Exercise instructions:
Copy down all of the data underneath, exactly as shown.
━━ Records ━━
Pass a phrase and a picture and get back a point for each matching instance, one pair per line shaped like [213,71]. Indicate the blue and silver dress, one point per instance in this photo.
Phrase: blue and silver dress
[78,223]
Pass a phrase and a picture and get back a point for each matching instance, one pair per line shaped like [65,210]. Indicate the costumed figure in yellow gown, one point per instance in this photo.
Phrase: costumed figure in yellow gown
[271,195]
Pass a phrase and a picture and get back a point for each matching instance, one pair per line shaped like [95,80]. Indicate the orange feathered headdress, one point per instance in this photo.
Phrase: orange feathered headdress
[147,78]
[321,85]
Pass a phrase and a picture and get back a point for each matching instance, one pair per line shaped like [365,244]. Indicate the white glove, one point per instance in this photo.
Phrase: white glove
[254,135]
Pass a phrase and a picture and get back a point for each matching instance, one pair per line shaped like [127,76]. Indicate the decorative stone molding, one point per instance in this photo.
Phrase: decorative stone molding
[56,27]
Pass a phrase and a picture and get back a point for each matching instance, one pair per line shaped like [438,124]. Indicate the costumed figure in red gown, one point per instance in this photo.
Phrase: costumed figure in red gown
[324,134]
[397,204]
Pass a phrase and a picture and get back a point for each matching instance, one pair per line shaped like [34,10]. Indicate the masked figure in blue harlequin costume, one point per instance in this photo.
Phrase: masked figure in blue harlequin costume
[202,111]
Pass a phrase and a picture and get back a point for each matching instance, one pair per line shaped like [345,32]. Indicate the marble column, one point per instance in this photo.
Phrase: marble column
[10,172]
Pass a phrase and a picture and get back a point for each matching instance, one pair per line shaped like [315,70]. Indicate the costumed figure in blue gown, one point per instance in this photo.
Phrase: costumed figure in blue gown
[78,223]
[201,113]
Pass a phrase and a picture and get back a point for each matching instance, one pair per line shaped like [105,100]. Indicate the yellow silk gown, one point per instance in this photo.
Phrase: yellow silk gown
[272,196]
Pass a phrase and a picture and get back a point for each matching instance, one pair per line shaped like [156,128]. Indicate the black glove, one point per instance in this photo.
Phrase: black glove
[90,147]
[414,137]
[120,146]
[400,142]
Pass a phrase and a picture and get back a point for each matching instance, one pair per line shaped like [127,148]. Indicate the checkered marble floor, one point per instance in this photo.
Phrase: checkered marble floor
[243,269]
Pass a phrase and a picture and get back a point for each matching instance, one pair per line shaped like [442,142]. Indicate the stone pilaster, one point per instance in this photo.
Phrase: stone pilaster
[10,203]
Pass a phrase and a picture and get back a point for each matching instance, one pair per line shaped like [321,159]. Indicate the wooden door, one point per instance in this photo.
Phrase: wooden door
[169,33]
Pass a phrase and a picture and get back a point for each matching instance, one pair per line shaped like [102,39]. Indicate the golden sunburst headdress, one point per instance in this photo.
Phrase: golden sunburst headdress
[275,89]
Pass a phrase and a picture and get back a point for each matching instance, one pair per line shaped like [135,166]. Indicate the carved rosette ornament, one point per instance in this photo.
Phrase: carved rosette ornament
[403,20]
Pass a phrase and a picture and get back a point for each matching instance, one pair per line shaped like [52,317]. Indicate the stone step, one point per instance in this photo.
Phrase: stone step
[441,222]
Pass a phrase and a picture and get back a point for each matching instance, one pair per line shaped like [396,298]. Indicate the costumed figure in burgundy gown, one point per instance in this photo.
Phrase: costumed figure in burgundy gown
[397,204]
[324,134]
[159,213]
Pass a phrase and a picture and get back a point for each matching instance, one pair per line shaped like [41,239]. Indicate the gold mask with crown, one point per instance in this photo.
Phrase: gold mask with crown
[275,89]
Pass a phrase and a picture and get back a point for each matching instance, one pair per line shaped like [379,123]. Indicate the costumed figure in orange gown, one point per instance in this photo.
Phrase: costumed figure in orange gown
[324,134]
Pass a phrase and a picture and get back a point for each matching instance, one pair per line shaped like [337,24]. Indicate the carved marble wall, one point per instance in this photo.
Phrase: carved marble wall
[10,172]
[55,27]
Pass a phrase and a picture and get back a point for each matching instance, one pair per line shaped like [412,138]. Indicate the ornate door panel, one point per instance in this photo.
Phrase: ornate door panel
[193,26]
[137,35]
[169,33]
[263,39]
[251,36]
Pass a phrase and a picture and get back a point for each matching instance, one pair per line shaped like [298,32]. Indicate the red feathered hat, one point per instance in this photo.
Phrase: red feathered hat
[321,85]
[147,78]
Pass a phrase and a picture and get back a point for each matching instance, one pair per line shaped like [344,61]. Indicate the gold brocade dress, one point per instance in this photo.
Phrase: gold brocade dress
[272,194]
━━━
Result:
Pass a phrase and a picture and get back a point for each matching instance, one pair per line shaped like [213,71]. Indicate the blue and silver dress, one point per instance in this photo.
Phrase: blue and silver dress
[78,223]
Pass a phrase and a picture and get back a point for each matching instance, one pair per line shaped like [65,210]. Indicate the costumed figure in yellow gown, one point per instance in this photo.
Phrase: costumed figure in yellow gown
[271,195]
Pass a phrase and a picture and get back a point for each matching instance, one pair per line shaped like [95,80]. Indicate the orange feathered headdress, one point per instance in this photo.
Phrase: orange feathered headdress
[147,78]
[321,85]
Pass a phrase and a picture and get back a point for each matching instance, one pair per line shaped like [365,244]. Indicate the white glove, one point per instance in this photo.
Phrase: white glove
[254,135]
Pass a phrase and a picture and get back a point for each matching instance, one pair per line shaped like [127,76]. Indicate the decorative stone molding, one point per instance in this photo.
Phrase: decorative stone molding
[56,27]
Pass a phrase and a picture and get back a point for each matching instance, one pair per line shaped like [438,124]. Indicate the costumed figure in red gown, one point per instance in this photo.
Phrase: costumed figure in red gown
[324,134]
[397,204]
Pass a phrase and a picture and get back a point for each matching instance, one pair per line shaped like [34,10]. Indicate the masked figure in blue harlequin costume, one point per instance in this photo.
Phrase: masked figure in blue harlequin costume
[202,111]
Pass a phrase and a picture and get back a point for each matching instance, one pair per line shaped like [345,32]. Indicate the marble column, one point per instance in this photo.
Phrase: marble column
[10,172]
Pass a phrase and a picture and get back a point for each matching instance, one pair per line shaped like [315,70]. Indicate the costumed figure in blue gown, one point per instance in this photo.
Phrase: costumed figure in blue gown
[78,223]
[201,113]
Pass a phrase and a picture and get back a point for each matching instance, one pair per line shaped like [105,100]. Indicate the yellow silk gown, one point per instance in this photo.
Phrase: yellow silk gown
[272,196]
Pass a phrase and a picture and get back a point for each matching instance, one pair per line shaped like [156,128]. Indicate the black glove, one point per instance in this photo.
Phrase: black glove
[90,147]
[414,137]
[120,146]
[400,142]
Pass a phrase and a picture and get back a point for each matching instance, one pair per line shaped like [127,148]. Indicate the checkered marble floor, one point per instance in this photo.
Phrase: checkered marble floor
[243,269]
Pass a phrase and a picture and get back a point for each matching instance, one pair per line shaped like [442,142]. Indicate the stone pilaster, one point per instance in this photo.
Phrase: stone pilaster
[10,203]
Pass a phrase and a picture and get back a point for each matching instance, one pair per line shaped like [321,159]. Indicate the wooden door, one point per instance in this photo.
Phrase: wooden door
[169,33]
Pass a phrase and a picture and get back a point for each matching instance, one pair per line shaped like [102,39]. Indicate the golden sunburst headdress, one point per instance in this photo.
Phrase: golden sunburst headdress
[275,89]
Pass a phrase and a picture and get back a point for each matching instance, one pair per line shaped like [135,166]. Indicate the carved rosette ornament, one point per instance in this photo.
Phrase: carved rosette ornament
[403,20]
Pass a phrase and a picture and get back a point for each matching instance, one pair per line shaped like [52,317]. Indicate the stone step, one point per instance in this photo.
Phrase: stone step
[441,222]
Pass a phrase and a picture and get back a point for each matching instance, one pair per line shaped like [396,298]. Indicate the costumed figure in burgundy gown, one point per instance in this photo.
Phrase: costumed figure in burgundy gown
[397,204]
[324,134]
[159,213]
Pass a phrase and a picture and get back a point for each matching instance, one pair per line shaped like [41,239]. Indicate the gold mask with crown, one point per instance in this photo.
Phrase: gold mask with crown
[275,89]
Pass a phrase and a picture and get back a point for each matching instance, one pair per line shaped like [379,123]. Indicate the costumed figure in orange gown, one point per instance in this photo.
Phrase: costumed figure in orange gown
[324,134]
Pass a phrase and a picture and get back a point for each matching instance, one pair per line shaped like [337,24]. Indicate the carved marble wall, one point per instance in this photo.
Phrase: carved marble wall
[10,172]
[55,27]
Pass a phrase and a picture and get back a point for each matching instance, one pair per line shaped like [412,138]. Indicate the ornate door panel, one point per instance in this photo.
Phrase: ornate door panel
[193,26]
[137,35]
[169,33]
[263,39]
[251,36]
Pass a phrase and a picture and get back a point for each matching instance, one pair per line shaped like [298,32]. Indicate the red feathered hat, one point per instance in this photo.
Phrase: red feathered hat
[321,85]
[147,78]
Pass a phrase and a picture and get back a point for each matching instance, one pair per line shaped like [344,61]. Indicate the gold brocade dress, one point per instance in this photo.
Phrase: gold brocade dress
[272,194]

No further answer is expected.